- _DATA IN THIS EXERCISE_:
++++++

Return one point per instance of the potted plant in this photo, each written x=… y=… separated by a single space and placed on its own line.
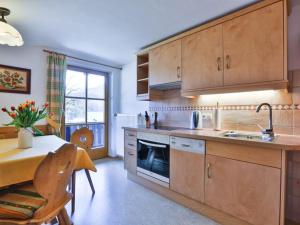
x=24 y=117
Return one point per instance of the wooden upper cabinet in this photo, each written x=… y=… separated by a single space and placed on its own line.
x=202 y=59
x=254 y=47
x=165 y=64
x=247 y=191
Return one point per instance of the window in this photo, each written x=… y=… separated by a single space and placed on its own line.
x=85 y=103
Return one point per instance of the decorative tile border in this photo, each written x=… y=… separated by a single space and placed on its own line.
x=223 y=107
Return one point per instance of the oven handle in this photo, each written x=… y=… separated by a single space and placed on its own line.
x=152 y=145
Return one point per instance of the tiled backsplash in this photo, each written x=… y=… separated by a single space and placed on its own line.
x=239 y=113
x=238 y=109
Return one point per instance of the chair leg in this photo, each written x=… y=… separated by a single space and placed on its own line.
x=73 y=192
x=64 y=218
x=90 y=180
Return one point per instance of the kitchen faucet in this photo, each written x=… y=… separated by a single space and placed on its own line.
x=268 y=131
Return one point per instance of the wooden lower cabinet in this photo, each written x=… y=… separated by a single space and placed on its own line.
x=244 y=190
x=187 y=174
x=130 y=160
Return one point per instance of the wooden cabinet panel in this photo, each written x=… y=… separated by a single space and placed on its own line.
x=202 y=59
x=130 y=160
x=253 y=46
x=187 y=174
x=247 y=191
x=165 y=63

++++++

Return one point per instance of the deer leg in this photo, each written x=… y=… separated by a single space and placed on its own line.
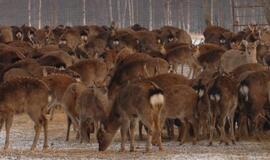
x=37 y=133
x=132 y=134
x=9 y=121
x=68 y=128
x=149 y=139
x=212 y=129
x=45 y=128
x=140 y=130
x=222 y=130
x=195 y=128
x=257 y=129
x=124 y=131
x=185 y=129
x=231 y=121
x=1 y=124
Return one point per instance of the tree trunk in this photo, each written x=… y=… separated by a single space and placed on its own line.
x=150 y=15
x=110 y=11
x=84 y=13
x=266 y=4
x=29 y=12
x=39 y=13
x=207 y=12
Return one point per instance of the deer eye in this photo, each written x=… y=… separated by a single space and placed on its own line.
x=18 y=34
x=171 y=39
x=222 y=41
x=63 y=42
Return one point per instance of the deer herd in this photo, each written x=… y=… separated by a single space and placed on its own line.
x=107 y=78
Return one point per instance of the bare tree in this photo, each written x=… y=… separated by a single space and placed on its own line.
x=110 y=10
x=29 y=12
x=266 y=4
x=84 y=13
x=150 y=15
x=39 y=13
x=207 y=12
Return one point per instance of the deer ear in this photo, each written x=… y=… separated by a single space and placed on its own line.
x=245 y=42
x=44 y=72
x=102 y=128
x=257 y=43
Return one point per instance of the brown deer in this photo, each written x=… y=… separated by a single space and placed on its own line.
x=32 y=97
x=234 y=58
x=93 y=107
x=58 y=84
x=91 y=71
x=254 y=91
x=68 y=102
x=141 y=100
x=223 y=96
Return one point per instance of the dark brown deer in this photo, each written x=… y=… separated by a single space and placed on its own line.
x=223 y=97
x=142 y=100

++++++

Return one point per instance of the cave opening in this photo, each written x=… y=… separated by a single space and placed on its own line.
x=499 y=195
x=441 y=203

++++++

- _THE TASK_:
Copy out the material above without any change, from the line containing "Return one point per instance of the bare" through the line containing "x=142 y=100", including both of those lines.

- _RESULT BELOW_:
Return one point per instance of the bare tree in this photo, each written x=… y=… separated by a single space and placed on its own line.
x=110 y=10
x=29 y=12
x=266 y=4
x=84 y=13
x=150 y=15
x=39 y=13
x=207 y=12
Return one point per instance of the deer ear in this photo, each written x=… y=… separated by a single space and placed on its own line.
x=245 y=42
x=44 y=72
x=102 y=128
x=257 y=43
Return one point per instance of the brown deer in this photo, each written x=… y=… separated by a single space and placed on its own line.
x=32 y=97
x=234 y=58
x=93 y=107
x=58 y=84
x=91 y=71
x=254 y=91
x=68 y=102
x=141 y=100
x=223 y=96
Return one point per instance of the dark brown deer in this photo, each written x=… y=… separated by a single space and placed on its own line.
x=223 y=97
x=142 y=100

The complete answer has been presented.